(Records from a data collection)
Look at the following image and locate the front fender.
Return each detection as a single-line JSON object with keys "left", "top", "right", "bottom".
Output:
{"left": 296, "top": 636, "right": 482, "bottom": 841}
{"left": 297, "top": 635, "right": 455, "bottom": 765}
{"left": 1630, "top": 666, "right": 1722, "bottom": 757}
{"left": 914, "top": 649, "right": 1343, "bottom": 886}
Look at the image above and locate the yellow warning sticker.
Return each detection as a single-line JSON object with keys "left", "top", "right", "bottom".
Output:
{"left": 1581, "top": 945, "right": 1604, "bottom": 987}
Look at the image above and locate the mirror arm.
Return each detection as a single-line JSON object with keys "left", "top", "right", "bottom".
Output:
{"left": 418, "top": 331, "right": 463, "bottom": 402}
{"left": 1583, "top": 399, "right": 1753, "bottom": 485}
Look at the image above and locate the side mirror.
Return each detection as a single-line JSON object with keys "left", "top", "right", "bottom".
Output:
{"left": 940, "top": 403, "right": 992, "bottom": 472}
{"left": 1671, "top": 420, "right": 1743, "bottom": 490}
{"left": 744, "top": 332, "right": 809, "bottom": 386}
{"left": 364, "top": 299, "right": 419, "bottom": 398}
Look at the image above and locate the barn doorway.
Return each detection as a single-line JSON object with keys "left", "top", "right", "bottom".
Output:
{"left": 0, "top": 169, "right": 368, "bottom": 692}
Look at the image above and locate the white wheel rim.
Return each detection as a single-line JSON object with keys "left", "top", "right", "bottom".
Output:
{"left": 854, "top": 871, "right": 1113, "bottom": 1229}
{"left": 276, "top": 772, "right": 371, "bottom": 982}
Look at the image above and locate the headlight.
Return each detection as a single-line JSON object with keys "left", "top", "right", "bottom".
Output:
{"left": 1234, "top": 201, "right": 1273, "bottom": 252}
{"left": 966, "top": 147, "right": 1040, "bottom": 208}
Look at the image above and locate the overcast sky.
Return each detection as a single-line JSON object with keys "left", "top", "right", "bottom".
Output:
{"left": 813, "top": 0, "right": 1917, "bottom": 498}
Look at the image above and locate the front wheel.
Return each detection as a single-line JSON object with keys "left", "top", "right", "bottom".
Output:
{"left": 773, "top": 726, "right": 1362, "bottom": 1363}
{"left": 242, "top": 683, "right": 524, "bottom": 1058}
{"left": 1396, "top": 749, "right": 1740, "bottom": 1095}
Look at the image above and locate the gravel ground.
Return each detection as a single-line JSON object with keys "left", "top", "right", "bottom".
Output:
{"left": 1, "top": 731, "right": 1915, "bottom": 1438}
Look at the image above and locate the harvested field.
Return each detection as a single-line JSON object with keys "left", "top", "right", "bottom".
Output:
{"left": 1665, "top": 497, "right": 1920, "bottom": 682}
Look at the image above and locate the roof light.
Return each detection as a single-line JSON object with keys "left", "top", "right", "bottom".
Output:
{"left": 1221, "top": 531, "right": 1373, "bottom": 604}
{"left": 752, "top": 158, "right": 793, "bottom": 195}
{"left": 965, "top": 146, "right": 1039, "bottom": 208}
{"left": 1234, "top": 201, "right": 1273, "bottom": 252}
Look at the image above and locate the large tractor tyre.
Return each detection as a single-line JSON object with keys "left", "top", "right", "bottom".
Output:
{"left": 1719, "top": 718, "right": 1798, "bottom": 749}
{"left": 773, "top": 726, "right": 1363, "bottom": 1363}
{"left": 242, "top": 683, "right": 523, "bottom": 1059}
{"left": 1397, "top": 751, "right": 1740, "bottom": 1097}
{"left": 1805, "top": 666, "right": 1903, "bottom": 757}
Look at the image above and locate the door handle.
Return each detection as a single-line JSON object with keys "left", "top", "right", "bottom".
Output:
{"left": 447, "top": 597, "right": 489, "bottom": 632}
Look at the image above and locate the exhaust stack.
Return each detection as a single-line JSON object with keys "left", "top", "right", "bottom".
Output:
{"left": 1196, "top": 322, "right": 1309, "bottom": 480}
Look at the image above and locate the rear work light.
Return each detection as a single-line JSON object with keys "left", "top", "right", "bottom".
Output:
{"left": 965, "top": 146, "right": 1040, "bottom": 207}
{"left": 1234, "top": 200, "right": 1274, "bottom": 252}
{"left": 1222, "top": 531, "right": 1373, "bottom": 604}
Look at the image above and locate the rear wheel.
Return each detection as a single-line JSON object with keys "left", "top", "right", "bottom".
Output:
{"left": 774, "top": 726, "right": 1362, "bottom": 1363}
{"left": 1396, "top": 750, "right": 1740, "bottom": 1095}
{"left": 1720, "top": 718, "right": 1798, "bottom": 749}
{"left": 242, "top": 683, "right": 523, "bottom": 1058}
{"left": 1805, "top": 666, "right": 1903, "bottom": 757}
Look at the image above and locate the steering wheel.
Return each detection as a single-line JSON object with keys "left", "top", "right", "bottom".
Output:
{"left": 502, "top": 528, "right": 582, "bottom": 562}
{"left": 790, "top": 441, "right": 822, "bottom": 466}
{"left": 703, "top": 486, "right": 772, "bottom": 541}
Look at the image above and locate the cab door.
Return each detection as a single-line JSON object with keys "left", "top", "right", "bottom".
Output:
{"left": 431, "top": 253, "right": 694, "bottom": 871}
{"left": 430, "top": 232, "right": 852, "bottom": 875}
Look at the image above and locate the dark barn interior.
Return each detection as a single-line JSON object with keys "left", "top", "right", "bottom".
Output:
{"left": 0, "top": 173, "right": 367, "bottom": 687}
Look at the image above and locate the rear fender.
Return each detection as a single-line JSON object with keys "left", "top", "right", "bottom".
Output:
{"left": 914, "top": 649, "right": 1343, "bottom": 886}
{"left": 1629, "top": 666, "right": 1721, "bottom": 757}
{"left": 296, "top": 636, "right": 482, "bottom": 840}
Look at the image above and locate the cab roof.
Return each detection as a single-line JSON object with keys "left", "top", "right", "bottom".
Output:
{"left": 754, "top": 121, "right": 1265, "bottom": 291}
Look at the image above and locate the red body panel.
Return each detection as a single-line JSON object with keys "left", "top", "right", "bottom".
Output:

What you should do> Go through the data and copy every line that includes "mirror".

Answer to the exercise>
Look at the image above and locate the mirror arm.
Look at the image above and locate the side mirror.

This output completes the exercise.